Questions to answer:
(a) Reproduce the passage of the novel summary from "2020 book by" up to and including "of the site.", word for word.
(b) Take the summary of the novel Self Care further, beginning right after its final sentence.

= Self Care (novel) =

2020 book by Leigh Stein

First edition (publ. Penguin Books)

Self Care is a 2020 American satire by author Leigh Stein. Set in the wake of the 2016 United States presidential election, the novel follows Maren and Devin, co-founders of the fictional social media platform Richual, as they try to balance their personal politics and dedication to well-being against their need to succeed on a platform that depends on advertiser content.

==Summary==
Maren Gelb, originally from Wisconsin, is the overworked co-founder of the lifestyle platform Richual which aggressively caters to women's wellness goals. While Maren struggles to enact the self-care she espouses on the website, her co-founder Devin Avery, who struggles with an eating disorder and is already well-off thanks to a large inheritance from her deceased father, is the face of the site.

In 2017 Maren releases an angry tweet criticizing Ivanka Trump. The tweet goes viral, much to the distress of Devin who thinks that Maren's behaviour goes against the Richual credo to believe and support women. She suggests that Maren take some time off and asks board member Evan Wiley, a former Bachelorette contestant and minor feminist celebrity, to loan his family's country estate to Maren. While Maren is there she accidentally stumbles across Evan's personal sex room which contains sexualized photos of women who appear to be sleeping.

Stored items:
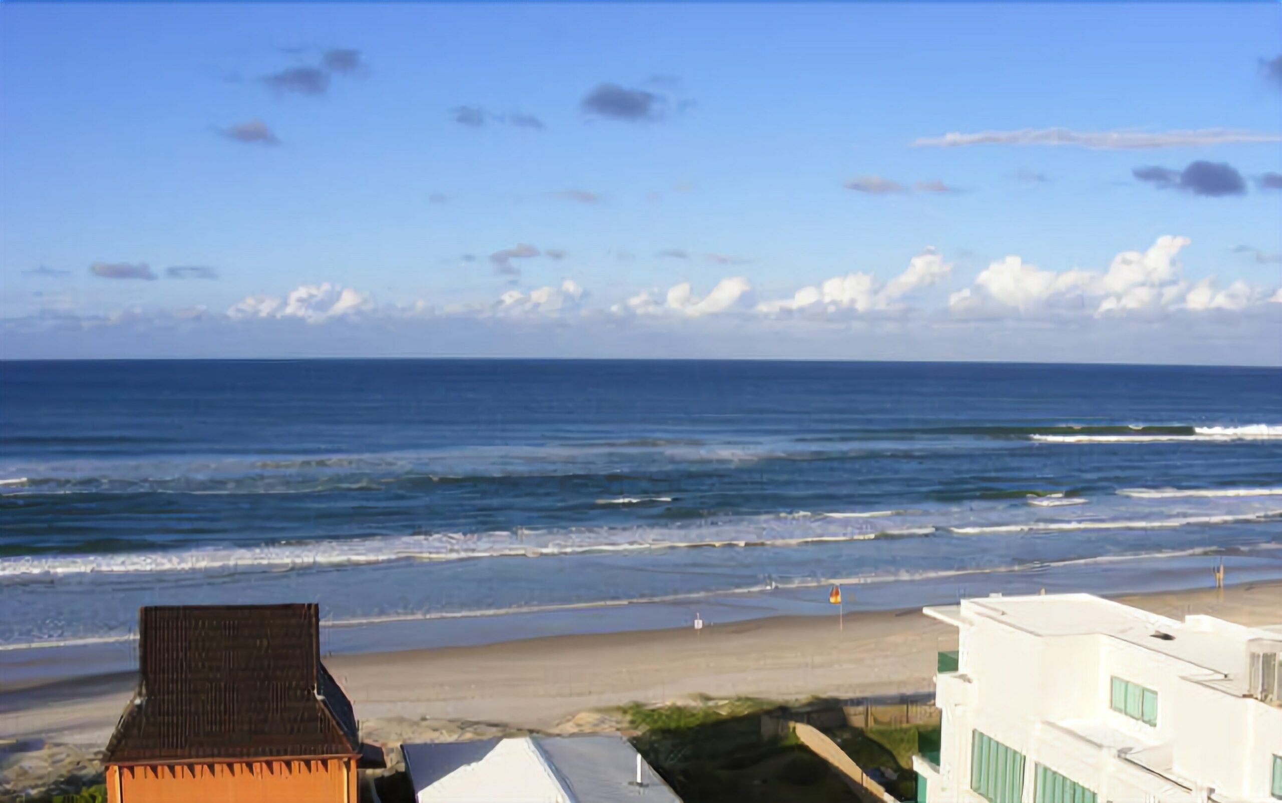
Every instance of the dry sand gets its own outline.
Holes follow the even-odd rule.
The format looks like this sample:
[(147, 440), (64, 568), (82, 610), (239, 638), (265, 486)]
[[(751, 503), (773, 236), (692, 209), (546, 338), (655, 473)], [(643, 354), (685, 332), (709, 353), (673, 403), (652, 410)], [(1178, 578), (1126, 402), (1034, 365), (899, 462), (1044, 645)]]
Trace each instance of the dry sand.
[[(1120, 602), (1176, 618), (1282, 621), (1282, 584)], [(912, 609), (847, 614), (844, 630), (836, 617), (781, 617), (712, 623), (697, 634), (658, 630), (333, 655), (326, 666), (355, 704), (365, 738), (395, 743), (503, 729), (609, 730), (615, 718), (581, 712), (696, 694), (792, 699), (929, 691), (936, 652), (955, 645), (953, 627)], [(0, 788), (73, 766), (76, 756), (50, 756), (65, 753), (64, 745), (91, 757), (132, 691), (131, 673), (22, 689), (0, 682), (0, 739), (36, 740), (26, 750), (10, 745), (5, 752), (0, 744)], [(31, 772), (18, 771), (23, 763)]]

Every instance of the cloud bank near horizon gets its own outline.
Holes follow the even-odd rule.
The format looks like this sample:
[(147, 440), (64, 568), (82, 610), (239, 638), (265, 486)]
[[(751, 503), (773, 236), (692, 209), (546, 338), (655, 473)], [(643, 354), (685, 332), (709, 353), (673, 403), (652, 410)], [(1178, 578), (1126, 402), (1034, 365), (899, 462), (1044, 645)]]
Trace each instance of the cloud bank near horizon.
[[(1115, 254), (1097, 269), (1056, 271), (1009, 255), (967, 283), (956, 281), (953, 262), (927, 248), (888, 277), (854, 271), (805, 283), (791, 295), (758, 289), (747, 276), (727, 276), (712, 286), (681, 281), (610, 300), (565, 278), (512, 287), (481, 301), (388, 303), (368, 290), (315, 282), (250, 295), (223, 312), (46, 309), (5, 318), (0, 331), (23, 335), (6, 339), (12, 357), (40, 355), (53, 345), (92, 354), (126, 337), (169, 348), (178, 342), (171, 340), (174, 332), (205, 339), (201, 348), (217, 351), (232, 344), (247, 348), (269, 330), (273, 339), (283, 337), (273, 341), (294, 344), (282, 348), (308, 354), (346, 353), (353, 344), (365, 344), (368, 355), (656, 357), (673, 348), (670, 353), (682, 355), (1024, 359), (1031, 344), (1042, 342), (1047, 358), (1076, 354), (1082, 362), (1115, 362), (1115, 344), (1108, 337), (1126, 331), (1149, 342), (1138, 350), (1131, 346), (1145, 358), (1140, 362), (1181, 362), (1172, 358), (1217, 349), (1247, 363), (1282, 364), (1282, 341), (1276, 337), (1282, 289), (1242, 280), (1222, 285), (1214, 276), (1188, 280), (1179, 255), (1191, 245), (1187, 237), (1165, 235), (1142, 251)], [(504, 259), (535, 251), (509, 250), (515, 253), (501, 254)], [(99, 275), (149, 273), (145, 266), (126, 267), (104, 266)], [(913, 354), (900, 353), (905, 342), (915, 344)]]

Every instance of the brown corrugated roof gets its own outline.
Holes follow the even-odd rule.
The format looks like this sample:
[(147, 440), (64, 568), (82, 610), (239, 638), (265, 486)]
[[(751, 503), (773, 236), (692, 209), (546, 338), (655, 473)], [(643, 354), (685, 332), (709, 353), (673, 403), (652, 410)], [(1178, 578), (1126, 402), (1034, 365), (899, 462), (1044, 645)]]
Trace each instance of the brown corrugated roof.
[(138, 691), (106, 763), (360, 753), (315, 604), (151, 607), (138, 626)]

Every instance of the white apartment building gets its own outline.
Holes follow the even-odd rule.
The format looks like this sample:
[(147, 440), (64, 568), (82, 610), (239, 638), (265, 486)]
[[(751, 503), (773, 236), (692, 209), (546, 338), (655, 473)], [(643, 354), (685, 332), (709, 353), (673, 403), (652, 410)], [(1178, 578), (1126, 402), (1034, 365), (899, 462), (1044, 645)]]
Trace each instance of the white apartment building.
[[(941, 658), (928, 803), (1238, 803), (1282, 798), (1282, 625), (1179, 622), (1090, 594), (924, 608)], [(1282, 611), (1278, 611), (1282, 621)]]

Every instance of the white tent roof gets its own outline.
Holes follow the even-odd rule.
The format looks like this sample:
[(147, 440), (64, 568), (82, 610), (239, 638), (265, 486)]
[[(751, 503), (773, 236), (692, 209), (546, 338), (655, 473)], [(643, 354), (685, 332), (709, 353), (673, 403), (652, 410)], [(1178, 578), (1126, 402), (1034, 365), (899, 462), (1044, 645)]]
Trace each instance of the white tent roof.
[(623, 736), (401, 745), (418, 803), (681, 803)]

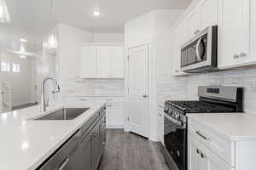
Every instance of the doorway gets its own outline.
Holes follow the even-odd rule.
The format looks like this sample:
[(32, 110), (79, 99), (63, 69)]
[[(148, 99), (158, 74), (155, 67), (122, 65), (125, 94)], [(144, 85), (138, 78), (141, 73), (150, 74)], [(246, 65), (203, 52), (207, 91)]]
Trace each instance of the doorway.
[(131, 132), (148, 138), (148, 47), (128, 50), (128, 125)]

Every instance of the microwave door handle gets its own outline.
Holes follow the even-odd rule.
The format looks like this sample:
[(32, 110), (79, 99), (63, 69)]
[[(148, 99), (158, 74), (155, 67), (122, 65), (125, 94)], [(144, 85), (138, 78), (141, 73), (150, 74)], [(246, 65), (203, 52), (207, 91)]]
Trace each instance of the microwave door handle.
[(201, 58), (200, 54), (199, 54), (199, 46), (200, 46), (200, 43), (201, 43), (201, 40), (202, 40), (202, 38), (201, 37), (198, 40), (198, 42), (196, 43), (196, 48), (195, 48), (196, 58), (197, 58), (198, 61), (201, 61)]

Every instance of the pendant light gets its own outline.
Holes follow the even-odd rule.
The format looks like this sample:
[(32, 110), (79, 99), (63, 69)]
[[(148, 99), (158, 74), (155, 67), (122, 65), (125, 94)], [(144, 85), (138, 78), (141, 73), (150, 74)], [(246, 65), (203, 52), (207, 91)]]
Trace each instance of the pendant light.
[(5, 0), (0, 0), (0, 22), (10, 22), (9, 14), (6, 6)]
[[(53, 0), (50, 1), (50, 18), (53, 20)], [(55, 48), (58, 46), (57, 38), (52, 33), (49, 35), (47, 42), (49, 48)]]

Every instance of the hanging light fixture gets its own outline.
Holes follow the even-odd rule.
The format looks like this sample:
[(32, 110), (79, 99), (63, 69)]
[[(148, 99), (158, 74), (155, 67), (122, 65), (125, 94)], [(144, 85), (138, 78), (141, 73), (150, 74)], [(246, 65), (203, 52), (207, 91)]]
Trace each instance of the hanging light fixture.
[(0, 0), (0, 22), (10, 22), (5, 0)]
[[(50, 18), (53, 18), (53, 0), (50, 1)], [(47, 43), (49, 48), (57, 48), (57, 38), (54, 34), (49, 35)]]

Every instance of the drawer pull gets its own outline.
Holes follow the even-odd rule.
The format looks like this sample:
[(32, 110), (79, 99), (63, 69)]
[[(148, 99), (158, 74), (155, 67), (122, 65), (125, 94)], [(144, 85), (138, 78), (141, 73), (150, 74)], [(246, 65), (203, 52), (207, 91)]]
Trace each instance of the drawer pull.
[(195, 131), (195, 133), (196, 133), (198, 136), (200, 136), (200, 137), (201, 137), (202, 139), (204, 139), (205, 140), (209, 140), (209, 141), (210, 141), (210, 139), (205, 137), (203, 134), (201, 134), (201, 133), (200, 133), (200, 131)]
[(240, 56), (240, 57), (246, 57), (247, 54), (246, 54), (245, 53), (241, 53), (241, 54), (239, 54), (239, 56)]
[(233, 59), (238, 59), (238, 58), (239, 58), (239, 55), (237, 55), (237, 54), (233, 55)]
[(65, 160), (63, 161), (63, 162), (61, 163), (61, 165), (60, 166), (60, 167), (58, 168), (58, 170), (62, 170), (67, 164), (68, 161), (69, 161), (69, 158), (66, 157)]
[(93, 137), (96, 137), (96, 135), (97, 135), (97, 133), (92, 133), (92, 136), (93, 136)]

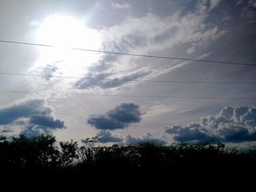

Exercise answers:
(a)
2020 book by Leigh Stein

First edition (publ. Penguin Books)

Self Care is a 2020 American satire by author Leigh Stein. Set in the wake of the 2016 United States presidential election, the novel follows Maren and Devin, co-founders of the fictional social media platform Richual, as they try to balance their personal politics and dedication to well-being against their need to succeed on a platform that depends on advertiser content.

==Summary==
Maren Gelb, originally from Wisconsin, is the overworked co-founder of the lifestyle platform Richual which aggressively caters to women's wellness goals. While Maren struggles to enact the self-care she espouses on the website, her co-founder Devin Avery, who struggles with an eating disorder and is already well-off thanks to a large inheritance from her deceased father, is the face of the site.

(b)
Later on a story drops in which several women accuse Evan of sexual misconduct and reveal his personal fetish for having sex with women who either appear to be or are asleep. Devin, who is in a consensual relationship with Evan and knows of his fetish, passionately defends him and wants to attack the women as liars while Maren wants to publicly support them. Instead the Richual team decides on a statement in which they celebrate Women's History Month while barely mentioning Evan at all.

At a conference for female entrepreneurs Devin is attacked for her support of Evan. After she flees Maren comes to believe that Devin is another one of Evan's victims, which Devin denies. Maren later steals Devin's phone and posts to Richual telling the world Devin was a victim. The post garners widespread support for both Devin and Richual.

Maren tries to use the next board meeting to oust Evan but is surprised to be ousted herself by Devin who buys her out by undervaluing her shares knowing Maren does not have the ability to fight her.

==Reception==
The L.A. Times called the novel "a frightfully true portrayal of days gone by". The A.V. Club called it "a timely beach read". Kirkus Reviews described the book as "compulsively readable, occasionally brilliant...and studded with genuine insight into the relationship between modern wellness and dormant rage."